## begin

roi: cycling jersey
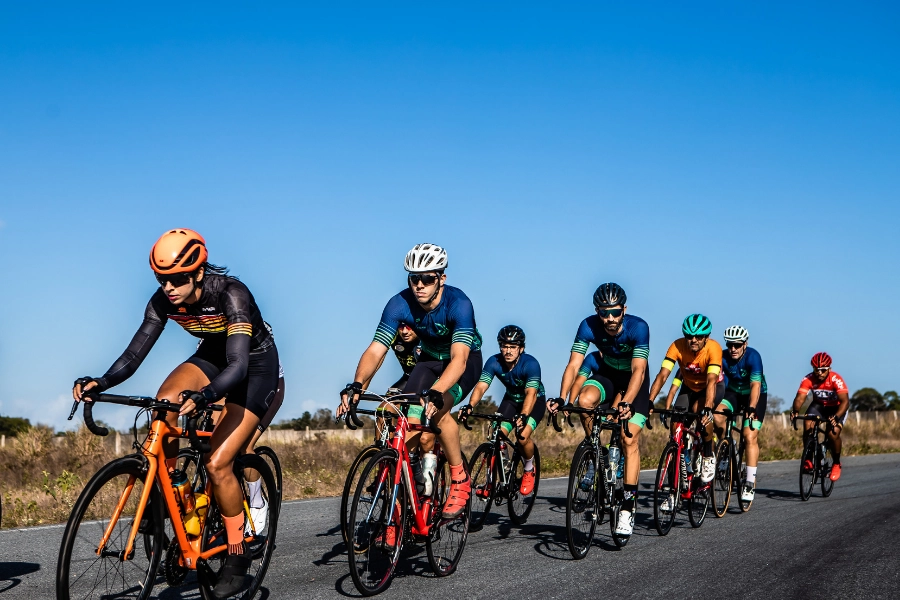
[797,371,849,406]
[478,352,546,404]
[662,338,722,392]
[722,346,768,394]
[572,315,650,371]
[102,275,278,398]
[374,285,481,360]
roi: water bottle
[422,452,437,496]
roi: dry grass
[0,418,900,527]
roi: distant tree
[850,388,887,411]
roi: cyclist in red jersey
[791,352,850,481]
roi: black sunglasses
[156,273,191,287]
[409,273,438,285]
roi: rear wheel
[425,454,472,577]
[348,450,406,596]
[508,444,541,525]
[712,438,732,517]
[566,445,603,559]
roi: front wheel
[507,444,541,525]
[56,456,163,600]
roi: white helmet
[725,325,750,342]
[403,244,447,273]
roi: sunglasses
[409,273,438,285]
[156,273,191,287]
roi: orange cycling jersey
[663,338,722,392]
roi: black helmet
[594,283,627,308]
[497,325,525,347]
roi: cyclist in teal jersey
[547,283,650,536]
[715,325,768,502]
[337,244,482,518]
[459,325,547,496]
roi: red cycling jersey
[797,371,849,406]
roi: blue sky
[0,2,900,427]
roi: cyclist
[72,229,278,598]
[715,325,768,502]
[459,325,547,496]
[337,244,482,532]
[650,314,725,483]
[547,283,650,536]
[791,352,850,481]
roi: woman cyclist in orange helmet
[73,229,279,598]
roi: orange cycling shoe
[519,471,534,496]
[828,465,841,481]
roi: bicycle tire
[56,456,163,600]
[469,442,498,531]
[566,444,603,560]
[339,445,380,546]
[197,454,278,600]
[800,435,818,502]
[506,444,541,525]
[347,449,407,596]
[653,442,681,535]
[712,438,734,518]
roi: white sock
[247,477,264,508]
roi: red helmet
[809,352,831,369]
[150,229,209,275]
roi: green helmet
[681,314,712,335]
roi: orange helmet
[150,229,209,275]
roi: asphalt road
[0,454,900,600]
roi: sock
[747,467,756,483]
[222,513,250,554]
[247,477,265,508]
[622,483,637,513]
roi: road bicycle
[342,387,470,596]
[460,413,541,531]
[653,406,712,535]
[712,409,755,517]
[548,403,633,559]
[56,394,278,600]
[791,415,834,501]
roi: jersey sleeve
[572,319,594,354]
[103,292,168,388]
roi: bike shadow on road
[0,562,41,594]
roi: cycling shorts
[403,350,484,419]
[185,340,278,420]
[720,388,769,429]
[497,396,547,433]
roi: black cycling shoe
[213,544,253,598]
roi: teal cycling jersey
[722,346,768,394]
[572,315,650,371]
[375,285,481,360]
[478,353,546,404]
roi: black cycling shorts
[185,340,278,420]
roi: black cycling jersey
[101,275,275,398]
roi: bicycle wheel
[820,444,834,498]
[425,453,472,577]
[507,444,541,525]
[566,445,603,559]
[348,450,407,596]
[469,442,497,531]
[712,438,733,517]
[653,442,679,535]
[56,456,163,600]
[800,436,817,501]
[340,446,379,545]
[197,454,278,600]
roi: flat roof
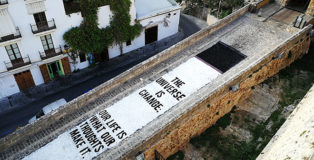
[24,13,293,160]
[0,5,306,159]
[136,0,179,19]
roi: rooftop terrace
[0,3,308,159]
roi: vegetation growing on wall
[63,0,141,57]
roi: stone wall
[124,26,312,160]
[0,5,249,155]
[0,6,311,159]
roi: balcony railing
[0,28,22,43]
[39,46,62,60]
[0,0,8,5]
[4,56,31,71]
[31,19,56,34]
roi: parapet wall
[0,5,311,159]
[119,26,312,160]
[0,5,249,158]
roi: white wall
[0,0,180,98]
[0,75,20,98]
[108,10,180,58]
[97,5,112,28]
[30,66,45,86]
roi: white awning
[0,8,16,37]
[26,1,46,14]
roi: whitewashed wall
[0,75,20,98]
[0,0,180,98]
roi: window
[34,12,48,28]
[5,43,22,63]
[126,40,131,46]
[40,34,54,51]
[79,52,86,63]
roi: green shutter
[47,64,54,79]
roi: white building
[0,0,180,98]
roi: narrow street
[0,13,210,138]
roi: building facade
[0,0,180,98]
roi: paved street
[0,16,206,138]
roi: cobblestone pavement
[0,10,300,159]
[0,15,206,138]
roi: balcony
[4,56,31,71]
[0,0,8,5]
[39,46,62,60]
[0,28,22,43]
[31,19,56,34]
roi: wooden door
[61,57,71,75]
[39,64,50,83]
[5,43,23,65]
[14,70,35,91]
[145,26,158,45]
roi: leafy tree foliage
[63,0,142,54]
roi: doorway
[47,60,64,79]
[14,70,35,91]
[145,26,158,45]
[34,12,48,29]
[287,0,311,13]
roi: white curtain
[0,8,16,37]
[26,1,46,14]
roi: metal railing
[0,0,8,5]
[30,19,57,34]
[4,55,31,70]
[0,27,22,43]
[39,46,62,60]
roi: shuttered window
[5,43,22,61]
[40,34,54,51]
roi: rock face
[145,27,310,159]
[238,85,279,122]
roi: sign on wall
[24,57,221,160]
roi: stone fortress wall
[0,0,312,159]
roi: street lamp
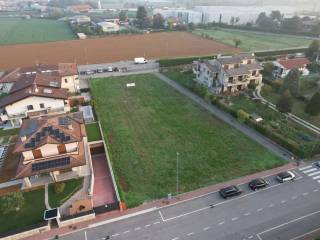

## end

#### TASK
Quote every one of the lines above word for word, and leave the pictures out of your answer.

#### EXERCISE ANSWER
roi: cycling jersey
[797,371,849,406]
[478,352,546,404]
[662,338,722,392]
[722,346,768,394]
[572,315,650,371]
[102,275,278,398]
[374,285,481,360]
roi: water bottle
[422,452,437,496]
roi: dry grass
[0,418,900,527]
roi: distant tree
[850,388,887,411]
roi: cyclist in red jersey
[791,352,850,481]
roi: black sunglasses
[156,273,191,287]
[409,273,438,285]
roi: rear wheel
[425,454,472,577]
[348,450,406,596]
[508,444,541,525]
[712,438,732,517]
[566,445,603,559]
roi: front wheel
[507,444,541,525]
[56,456,163,600]
roi: white helmet
[725,325,750,342]
[403,244,447,273]
roi: sunglasses
[409,273,438,285]
[156,273,191,287]
roi: orange cycling jersey
[663,338,722,392]
roi: black helmet
[594,283,627,308]
[497,325,525,347]
roi: cyclist in teal jersey
[547,283,650,536]
[715,325,768,502]
[337,244,482,518]
[459,325,547,496]
roi: red cycling jersey
[797,371,849,406]
roi: blue sky
[0,2,900,427]
roi: cyclist
[72,229,278,598]
[715,325,768,502]
[459,325,547,496]
[337,244,482,532]
[650,314,725,483]
[547,283,650,536]
[791,352,850,481]
roi: woman cyclist in orange helmet
[73,229,279,598]
roi: orange cycling shoe
[519,471,534,496]
[828,465,841,481]
roi: bicycle tire
[56,456,163,600]
[469,442,498,531]
[566,444,603,560]
[339,445,380,546]
[197,454,278,600]
[800,435,818,502]
[506,444,541,525]
[347,449,407,596]
[653,442,681,535]
[712,438,734,518]
roi: white sock
[247,477,264,508]
roi: red helmet
[809,352,831,369]
[150,229,209,275]
roi: green helmet
[681,314,712,335]
roi: orange helmet
[150,229,209,275]
roi: asphalt road
[0,454,900,600]
roi: sock
[747,467,756,483]
[222,513,250,554]
[247,477,265,508]
[622,483,637,513]
roi: road bicycle
[342,387,470,596]
[460,413,541,531]
[653,406,712,535]
[712,409,755,517]
[548,403,633,559]
[56,394,278,600]
[791,415,834,501]
roi: jersey sleeve
[572,319,594,354]
[103,292,168,388]
roi: bike shadow on road
[0,562,41,594]
roi: cycling shorts
[403,350,484,419]
[185,340,278,420]
[720,388,769,429]
[497,396,547,433]
roi: black cycling shoe
[213,544,253,598]
roi: teal cycling jersey
[722,346,768,394]
[572,315,650,371]
[375,285,481,360]
[478,353,546,404]
roi: black cycling shorts
[185,340,278,420]
roi: black cycling jersey
[101,275,275,398]
roi: bicycle wheel
[820,444,834,498]
[425,453,472,577]
[507,444,541,525]
[566,445,603,559]
[348,450,407,596]
[469,442,497,531]
[712,438,733,517]
[653,442,679,535]
[56,456,163,600]
[800,436,817,501]
[340,446,379,545]
[197,454,278,600]
roi: flat roof
[24,13,293,160]
[0,5,306,159]
[136,0,179,19]
roi: rooftop terrace
[0,3,308,159]
roi: vegetation growing on wall
[63,0,141,57]
roi: stone wall
[124,26,312,160]
[0,5,249,155]
[0,6,311,159]
roi: balcony railing
[0,28,22,43]
[39,46,62,60]
[0,0,8,5]
[4,56,31,71]
[31,19,56,34]
roi: parapet wall
[0,5,311,159]
[119,26,312,160]
[0,5,249,158]
roi: white wall
[0,0,180,98]
[0,75,20,98]
[108,10,180,58]
[97,5,112,28]
[30,66,45,86]
roi: white awning
[0,8,16,37]
[26,1,46,14]
roi: whitewashed wall
[0,75,20,98]
[0,0,180,98]
roi: window
[34,12,48,28]
[5,43,22,63]
[126,40,131,46]
[40,34,54,51]
[79,52,86,63]
roi: green shutter
[47,64,54,79]
roi: white building
[0,0,180,98]
roi: narrow street
[0,13,210,138]
roi: building facade
[0,0,180,98]
roi: paved street
[0,16,206,138]
roi: cobblestone pavement
[0,10,300,159]
[0,15,206,138]
roi: balcony
[4,56,31,71]
[0,0,8,5]
[39,46,62,60]
[0,28,22,43]
[31,19,56,34]
roi: wooden door
[61,57,71,75]
[39,64,50,83]
[5,43,23,65]
[14,70,35,91]
[145,26,158,45]
roi: leafy tree foliage
[63,0,142,54]
roi: doorway
[47,60,64,79]
[14,70,35,91]
[145,26,158,45]
[34,12,48,29]
[287,0,311,13]
roi: white curtain
[0,8,16,37]
[26,1,46,14]
roi: metal railing
[0,0,8,5]
[30,19,57,34]
[4,55,31,70]
[0,27,22,43]
[39,46,62,60]
roi: shuttered window
[5,43,22,61]
[40,34,54,51]
roi: rock face
[145,27,310,159]
[238,85,279,122]
roi: sign on wall
[24,57,221,160]
roi: stone fortress wall
[0,0,312,159]
roi: street lamp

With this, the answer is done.